Text to read:
** start **

Thank you for providing good testcases!

Sure. For the code

program xstr_real
implicit none
integer, parameter :: wp = kind(1.0d0), ikind = selected_int_kind(2)
print*,str2real("-0.12E"),str2real("0.12E"),str2real("1.2E"),str2real("12.0E")
contains
function str2real(s) result(r)
character(*), target, intent(in) :: s
real(wp) :: r
integer(kind=ikind), parameter :: period = -2
integer(kind=ikind), parameter :: char_e = 21
integer,   parameter :: N = 32
real(wp),  parameter :: expo(*) = [1e15,  1e14,  1e13,  1e12,  1e11,  1e10,  1e9,   1e8,   &
                                   1e7,   1e6,   1e5,   1e4,   1e3,   1e2,   1e1,   1e0,   &
                                   1e0,                                                    &
                                   1e-1,  1e-2,  1e-3,  1e-4,  1e-5,  1e-6,  1e-7,  1e-8,  &
                                   1e-9,  1e-10, 1e-11, 1e-12, 1e-13, 1e-14, 1e-15, 1e-16, &
                                   1e-17, 1e-18, 1e-19, 1e-20, 1e-21, 1e-22, 1e-23, 1e-24]
character(N) :: equ_s
integer(kind=ikind)    :: equ_i(N)
integer(kind=ikind)    :: mask(N)

** end **

Written problem a: In the Fortran code, what value is assigned to the parameter N?
The Fortran code and the entries that come after it are from unrelated sources.

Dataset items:

** start **

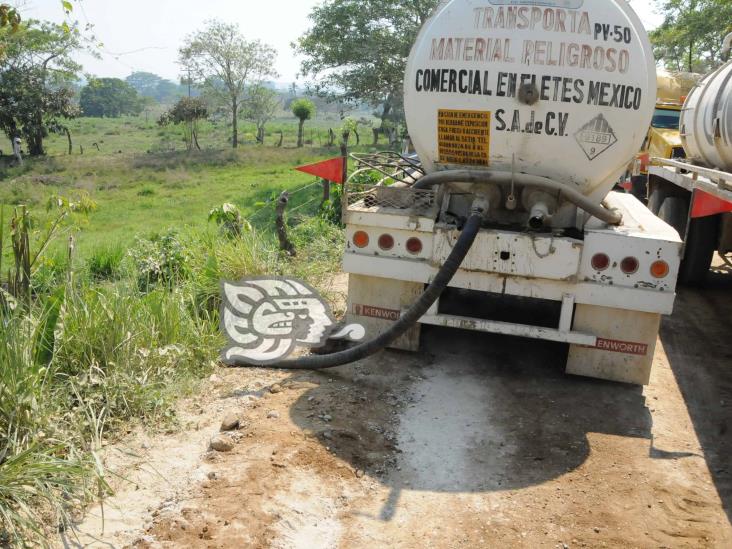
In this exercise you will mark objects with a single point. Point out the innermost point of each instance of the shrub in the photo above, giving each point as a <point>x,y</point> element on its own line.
<point>229,219</point>
<point>105,263</point>
<point>159,260</point>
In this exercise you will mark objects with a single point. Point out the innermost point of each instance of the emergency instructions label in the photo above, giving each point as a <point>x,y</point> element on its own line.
<point>464,137</point>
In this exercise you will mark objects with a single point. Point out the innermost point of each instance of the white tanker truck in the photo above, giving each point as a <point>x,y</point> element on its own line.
<point>523,115</point>
<point>695,195</point>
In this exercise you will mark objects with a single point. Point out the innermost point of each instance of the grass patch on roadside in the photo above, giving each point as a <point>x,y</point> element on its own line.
<point>126,321</point>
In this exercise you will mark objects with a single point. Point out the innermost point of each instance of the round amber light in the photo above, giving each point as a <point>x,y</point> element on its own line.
<point>629,265</point>
<point>360,239</point>
<point>386,242</point>
<point>659,269</point>
<point>600,262</point>
<point>414,245</point>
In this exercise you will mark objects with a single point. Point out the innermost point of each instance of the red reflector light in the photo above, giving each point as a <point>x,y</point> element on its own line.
<point>659,269</point>
<point>629,265</point>
<point>386,242</point>
<point>414,245</point>
<point>600,262</point>
<point>360,239</point>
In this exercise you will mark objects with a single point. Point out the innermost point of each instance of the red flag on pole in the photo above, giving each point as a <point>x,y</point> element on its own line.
<point>332,169</point>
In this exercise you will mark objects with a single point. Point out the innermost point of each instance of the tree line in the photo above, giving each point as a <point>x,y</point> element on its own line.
<point>354,53</point>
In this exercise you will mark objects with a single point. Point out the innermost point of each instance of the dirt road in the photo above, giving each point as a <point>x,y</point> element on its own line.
<point>475,441</point>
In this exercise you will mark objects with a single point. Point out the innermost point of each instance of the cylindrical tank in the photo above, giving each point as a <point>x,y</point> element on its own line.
<point>563,89</point>
<point>674,87</point>
<point>706,121</point>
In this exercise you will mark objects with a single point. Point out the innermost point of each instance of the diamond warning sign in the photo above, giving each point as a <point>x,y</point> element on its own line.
<point>596,137</point>
<point>464,137</point>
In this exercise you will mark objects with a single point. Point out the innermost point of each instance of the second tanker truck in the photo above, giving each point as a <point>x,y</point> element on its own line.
<point>695,195</point>
<point>523,115</point>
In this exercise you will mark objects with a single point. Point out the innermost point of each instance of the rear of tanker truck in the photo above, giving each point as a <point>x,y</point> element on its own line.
<point>527,112</point>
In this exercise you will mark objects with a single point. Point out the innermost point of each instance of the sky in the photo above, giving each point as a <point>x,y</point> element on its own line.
<point>144,35</point>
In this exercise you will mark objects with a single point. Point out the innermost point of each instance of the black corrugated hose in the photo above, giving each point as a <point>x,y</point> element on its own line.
<point>406,321</point>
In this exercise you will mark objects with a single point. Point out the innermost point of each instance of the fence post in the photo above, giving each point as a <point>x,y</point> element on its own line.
<point>285,244</point>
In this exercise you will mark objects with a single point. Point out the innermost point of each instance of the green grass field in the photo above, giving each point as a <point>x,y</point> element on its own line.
<point>148,188</point>
<point>115,336</point>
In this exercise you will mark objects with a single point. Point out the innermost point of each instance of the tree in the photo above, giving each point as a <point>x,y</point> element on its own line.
<point>357,49</point>
<point>226,64</point>
<point>303,109</point>
<point>690,37</point>
<point>188,111</point>
<point>35,82</point>
<point>260,107</point>
<point>149,84</point>
<point>109,97</point>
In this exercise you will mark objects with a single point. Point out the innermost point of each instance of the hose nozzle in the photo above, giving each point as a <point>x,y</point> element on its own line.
<point>539,216</point>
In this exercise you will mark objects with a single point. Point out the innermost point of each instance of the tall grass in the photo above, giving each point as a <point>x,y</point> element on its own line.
<point>99,349</point>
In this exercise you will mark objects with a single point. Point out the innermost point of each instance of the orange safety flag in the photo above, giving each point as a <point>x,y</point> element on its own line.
<point>332,169</point>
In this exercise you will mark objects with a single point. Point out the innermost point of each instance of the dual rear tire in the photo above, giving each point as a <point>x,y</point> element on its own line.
<point>699,235</point>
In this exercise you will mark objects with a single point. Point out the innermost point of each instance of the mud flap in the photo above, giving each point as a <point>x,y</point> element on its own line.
<point>377,302</point>
<point>625,346</point>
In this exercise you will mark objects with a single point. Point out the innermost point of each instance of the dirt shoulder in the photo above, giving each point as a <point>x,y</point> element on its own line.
<point>476,440</point>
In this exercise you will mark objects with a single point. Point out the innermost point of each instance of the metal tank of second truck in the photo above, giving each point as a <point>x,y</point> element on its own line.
<point>706,118</point>
<point>524,113</point>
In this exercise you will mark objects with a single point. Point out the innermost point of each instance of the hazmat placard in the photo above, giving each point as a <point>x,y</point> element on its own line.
<point>464,137</point>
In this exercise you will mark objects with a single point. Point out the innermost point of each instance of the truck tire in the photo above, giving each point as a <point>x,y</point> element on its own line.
<point>674,210</point>
<point>700,245</point>
<point>639,187</point>
<point>656,200</point>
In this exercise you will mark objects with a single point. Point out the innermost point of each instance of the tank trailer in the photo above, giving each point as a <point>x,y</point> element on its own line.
<point>523,117</point>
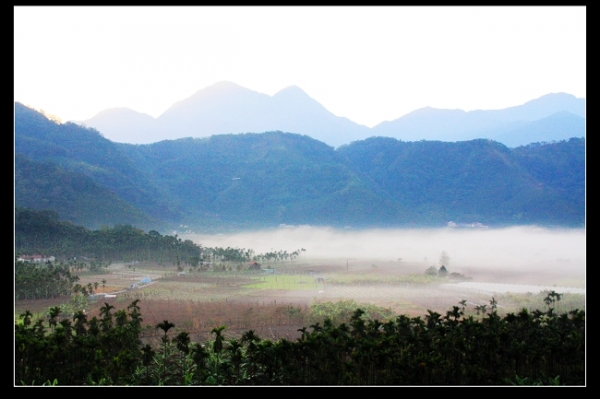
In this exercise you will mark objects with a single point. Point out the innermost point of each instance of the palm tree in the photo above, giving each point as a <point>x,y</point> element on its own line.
<point>107,316</point>
<point>53,314</point>
<point>26,318</point>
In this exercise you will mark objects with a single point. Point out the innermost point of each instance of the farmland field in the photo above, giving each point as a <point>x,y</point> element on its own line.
<point>277,304</point>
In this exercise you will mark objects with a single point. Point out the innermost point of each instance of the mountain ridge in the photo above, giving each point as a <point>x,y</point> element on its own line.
<point>226,107</point>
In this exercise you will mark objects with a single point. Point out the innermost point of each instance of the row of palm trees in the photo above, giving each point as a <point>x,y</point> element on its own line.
<point>450,349</point>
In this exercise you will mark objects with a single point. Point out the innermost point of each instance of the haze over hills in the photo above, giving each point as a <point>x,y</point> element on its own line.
<point>228,108</point>
<point>258,180</point>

** end **

Written problem b: Put the lines of the entries into a Markdown table with the columns Row and Line, starting with the line that contains "of the grass" and going on through the line that contains "<point>706,121</point>". Number each row, and leave out blank lines.

Full response a: 32

Full response b:
| Row | Line |
|---|---|
| 1 | In this exercise you will mark objects with a single point. Point out the innermost point of each instance of the grass patch on roadside in the photo above, giving each point as a <point>x,y</point> element on its own line. |
| 2 | <point>126,321</point> |
| 3 | In this exercise you will mark objects with a single point. Point out the innermost point of each instance of the round amber light in the photo above, giving each point as a <point>x,y</point> element on its own line. |
| 4 | <point>629,265</point> |
| 5 | <point>360,239</point> |
| 6 | <point>386,242</point> |
| 7 | <point>659,269</point> |
| 8 | <point>600,262</point> |
| 9 | <point>414,245</point> |
| 10 | In this exercise you will mark objects with a single point. Point out the innermost point of each instance of the red reflector light in the photo above, giving each point as a <point>x,y</point> element on its own line. |
| 11 | <point>659,269</point> |
| 12 | <point>629,265</point> |
| 13 | <point>386,242</point> |
| 14 | <point>414,245</point> |
| 15 | <point>600,262</point> |
| 16 | <point>360,239</point> |
| 17 | In this exercise you will mark objects with a single point. Point out the innermost point of each instance of the red flag on pole in the photo above, giving each point as a <point>x,y</point> element on its own line. |
| 18 | <point>332,169</point> |
| 19 | In this exercise you will mark objects with a single point. Point out the innermost point of each instance of the tree line in the photo above, giving each point as a <point>x,y</point> element on its own line. |
| 20 | <point>354,53</point> |
| 21 | In this exercise you will mark objects with a single point. Point out the innermost point of each instance of the dirt road in the photo above, giving each point as a <point>x,y</point> element on its own line. |
| 22 | <point>475,441</point> |
| 23 | In this exercise you will mark objects with a single point. Point out the innermost point of each instance of the cylindrical tank in the photo above, giving each point as a <point>x,y</point> element on its own line. |
| 24 | <point>563,89</point> |
| 25 | <point>674,87</point> |
| 26 | <point>706,121</point> |